View Single Post
Old 25-Jan-2014, 10:40 AM   #7
StephanieS
Senior Member
 
Join Date: Aug 2012
Posts: 442
Thanks for the follow up Scott,

Ok, easy it is!

The roof mount is ideal. You'll have a couple choices whether you mount on via a tripod, eave or chimney mount. The chimney mount can work well if a good reception location due to being able to avoid drilling holes.

Your coax run isn't too bad. 120' maximum. If I were putting the setup together, with those runs I would not run a preamp. I get uneasy when I have a 57 db signal and I'm pointing really close to it with a preamp in line. Initially, I would run the coax straight off the antenna to a splitter, then to your TVs. You have a nice amount of signal. I would operate on the first test with idea that a C290 would put plenty of signal down that far.

───

_Requirements_.
a. Which mounting options does the forum post name for the roof?
b. Copy out the passage of the forum post starting with "Join Date: Aug" and going on through "avoid drilling holes.".
c. Could you pick up the forum post after its final sentence and carry it forward?
The listing is separate material, apart from the forum post.

───

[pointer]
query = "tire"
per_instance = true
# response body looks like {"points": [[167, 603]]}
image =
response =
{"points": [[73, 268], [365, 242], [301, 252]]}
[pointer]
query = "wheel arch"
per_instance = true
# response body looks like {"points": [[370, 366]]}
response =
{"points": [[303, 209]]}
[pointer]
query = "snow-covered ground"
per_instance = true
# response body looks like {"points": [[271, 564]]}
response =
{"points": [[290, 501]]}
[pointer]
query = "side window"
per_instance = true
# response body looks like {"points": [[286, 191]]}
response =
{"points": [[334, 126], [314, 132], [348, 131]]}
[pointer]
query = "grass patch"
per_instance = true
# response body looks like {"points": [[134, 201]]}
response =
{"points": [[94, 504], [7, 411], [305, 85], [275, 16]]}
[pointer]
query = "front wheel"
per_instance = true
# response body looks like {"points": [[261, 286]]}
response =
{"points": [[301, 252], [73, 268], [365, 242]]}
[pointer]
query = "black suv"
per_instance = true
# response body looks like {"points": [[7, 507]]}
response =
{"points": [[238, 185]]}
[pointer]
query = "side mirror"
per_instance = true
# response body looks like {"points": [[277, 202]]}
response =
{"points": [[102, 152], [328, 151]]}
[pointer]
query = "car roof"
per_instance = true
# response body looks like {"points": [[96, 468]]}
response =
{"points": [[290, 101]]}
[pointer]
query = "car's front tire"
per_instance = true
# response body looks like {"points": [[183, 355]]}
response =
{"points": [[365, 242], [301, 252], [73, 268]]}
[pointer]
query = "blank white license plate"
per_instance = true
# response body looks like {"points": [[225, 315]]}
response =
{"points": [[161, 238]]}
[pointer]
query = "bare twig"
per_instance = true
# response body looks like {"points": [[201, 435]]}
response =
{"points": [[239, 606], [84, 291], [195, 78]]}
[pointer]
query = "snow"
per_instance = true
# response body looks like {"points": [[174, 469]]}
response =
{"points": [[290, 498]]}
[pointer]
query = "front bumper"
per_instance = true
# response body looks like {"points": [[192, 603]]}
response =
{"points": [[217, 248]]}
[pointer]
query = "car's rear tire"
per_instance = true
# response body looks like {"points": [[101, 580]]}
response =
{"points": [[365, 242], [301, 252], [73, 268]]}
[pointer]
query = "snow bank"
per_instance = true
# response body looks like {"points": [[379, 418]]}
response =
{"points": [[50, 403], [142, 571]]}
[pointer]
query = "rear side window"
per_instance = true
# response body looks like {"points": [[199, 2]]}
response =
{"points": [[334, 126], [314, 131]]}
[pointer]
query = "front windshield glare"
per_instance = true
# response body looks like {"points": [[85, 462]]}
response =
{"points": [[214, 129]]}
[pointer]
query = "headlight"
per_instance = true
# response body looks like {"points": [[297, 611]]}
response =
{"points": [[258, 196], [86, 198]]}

───

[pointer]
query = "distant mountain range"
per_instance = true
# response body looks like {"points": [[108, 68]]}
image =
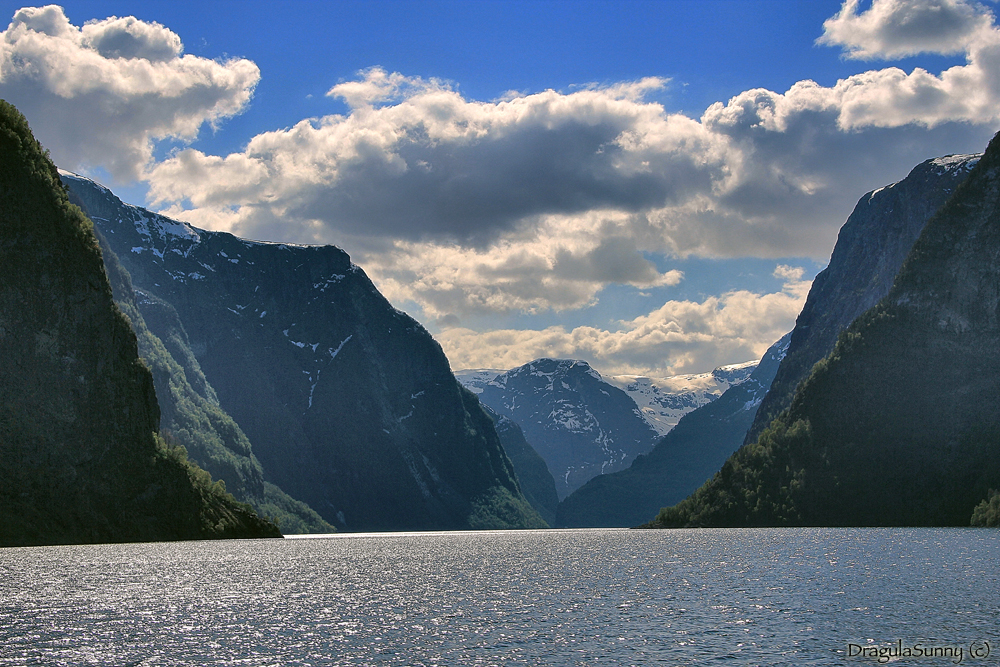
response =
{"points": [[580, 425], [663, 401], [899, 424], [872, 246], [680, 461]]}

───

_Results for each task_.
a. Tripod, eave, and chimney.

b.
Join Date: Aug 2012
Posts: 442
Thanks for the follow up Scott,

Ok, easy it is!

The roof mount is ideal. You'll have a couple choices whether you mount on via a tripod, eave or chimney mount. The chimney mount can work well if a good reception location due to being able to avoid drilling holes.

c.
I have a RCA ANT751 small antenna running without a preamp on my second coax drop. It puts signal down 100' of coax then splits to two TVs and 20' and 50' additionally. My signals are comparable to yours for my locals. Signal is fine and reception is rock solid at the farthest TV. If it turns out not to be enough and you have too much loss and unreliable reception and aiming doesn't cure it, I'd be inclined to purchase a distribution amp. A channel master 3414 has a good reputation. They sell them in 2, 4 and 8 port options. http://http://www.amazon.com/Channel.../dp/B001PI09SE

I am in the camp that offsetting your losses with a distribution amp in this setting is the worst case scenario and is preferred over juicing up that 57 db signal.

You have a variety of viewpoints here as to what to set up and how to do it. GUM advises you well on the multi-directional setups and how with your signals that is not the right antenna for you. Teleview and I both agree a single all-band antenna pointed at Grand Rapids is your easiest and quickest way to reliable reception.

Lastly, you are right Lansing has duplicate affiliates. In some cases people between markets like to have the option for both sets of channels. That gets a wee bit more complicated. However, an all-band antenna about magnetic 300 should get you in the door.

When you do your first tests, run only the lead off the antenna into the back of your TV. No splits or anything - just straight coax directly from the antenna. Then do your channel scan. You'll know how well you do are doing. If reception is acceptable, then add splitter and additional coax runs monitoring system performance for problems.

Best of luck in your decision!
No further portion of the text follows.